Document extract
** begin **

Brodeur v. Rudy

| 11 Nov 2014 | 11:37

    My name is Christopher, and I have hated liars my whole life. They are the worst kinds of human beings. They are the ultimate cowards who don’t even believe their own arguments, hence their need to lie. I’ve made a point of exposing liars and hypocrites wherever they appear, and, boy, are my arms tired.

    Due to tremendous bad luck, I moved to New York City from Boston just as Rudolph Giuliani, the Mount Everest of liars and hypocrites, took office. I spent the next eight years of my life investigating and exposing the mayor, and the more I investigated, the more corruption turned up–corruption that the media kept secret on behalf of a man who gave them billions of your tax dollars in kickbacks, er, corporate welfare.

    Yes, the media kept his secrets, big and little. They’ve since admitted to covering up his adultery for months, until a gossip columnist finally went public with the scandal. Even Time magazine admitted that they ignored their own criteria to give Rudy their "Person Of The Year" award. It should’ve gone to bin Laden or the NYFD, but Rudy did AOL Time Warner a favor amounting to millions of dollars when he gave their Columbus Circle building the go-ahead, and that can buy a lot of white lies.

** end **

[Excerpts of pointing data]
** begin **

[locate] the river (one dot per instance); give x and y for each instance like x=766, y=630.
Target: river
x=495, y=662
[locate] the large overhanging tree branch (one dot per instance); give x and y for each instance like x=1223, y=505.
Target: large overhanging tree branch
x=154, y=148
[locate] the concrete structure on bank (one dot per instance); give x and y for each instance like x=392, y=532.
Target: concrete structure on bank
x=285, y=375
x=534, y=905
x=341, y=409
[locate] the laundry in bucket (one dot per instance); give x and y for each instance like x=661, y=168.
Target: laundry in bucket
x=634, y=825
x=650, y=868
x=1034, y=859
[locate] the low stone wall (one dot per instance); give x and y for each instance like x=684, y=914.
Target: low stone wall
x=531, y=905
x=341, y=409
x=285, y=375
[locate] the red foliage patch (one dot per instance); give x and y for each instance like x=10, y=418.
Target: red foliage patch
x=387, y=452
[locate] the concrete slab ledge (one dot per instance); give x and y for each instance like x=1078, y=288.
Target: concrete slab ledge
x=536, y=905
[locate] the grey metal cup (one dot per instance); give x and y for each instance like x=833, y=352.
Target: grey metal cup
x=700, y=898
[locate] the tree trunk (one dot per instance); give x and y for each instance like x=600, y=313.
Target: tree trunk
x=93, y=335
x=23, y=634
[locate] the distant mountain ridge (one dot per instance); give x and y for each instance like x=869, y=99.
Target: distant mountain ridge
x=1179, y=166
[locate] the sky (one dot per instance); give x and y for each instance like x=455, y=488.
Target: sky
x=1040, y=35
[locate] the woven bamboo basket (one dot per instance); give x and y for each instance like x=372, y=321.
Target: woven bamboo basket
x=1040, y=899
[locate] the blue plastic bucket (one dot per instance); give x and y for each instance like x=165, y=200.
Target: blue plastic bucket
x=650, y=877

** end **

Goals
1) Name every organization mentioned in the Giuliani commentary.
2) In the Giuliani commentary, what city did the writer live in before moving to New York City?
3) Carry the Giuliani commentary forward from its final sentence.

Results in order
1) Time magazine, the NYFD, AOL Time Warner

2) Boston

3)
    Our vapid and crooked NYC press corps covered up literally dozens of Giuliani scandals that I told them about, choosing instead to kiss the ass of a power-mad mayor. How much of a bastard was he? This is a guy who violated federal handicap laws that require curbs to be wheelchair accessible and instead gave more than one hundred million dollars to buy the Yankees and Mets farm-team stadiums in Coney Island and Staten Island.

    Giuliani hated me so much that he repeatedly called me "sick and dangerous" and "mentally ill" on television and radio (after at least nine shrinks hired by him said that I was none of the above). He also sent his personal detectives to arrest me five times on false charges. I even got my own special prosecutor (because Robert Morgenthau’s district attorney’s office is just another crooked wing of City Hall). In the end, the charges against me bounced like rubber checks, because Giuliani is the world’s worst "crime fighter."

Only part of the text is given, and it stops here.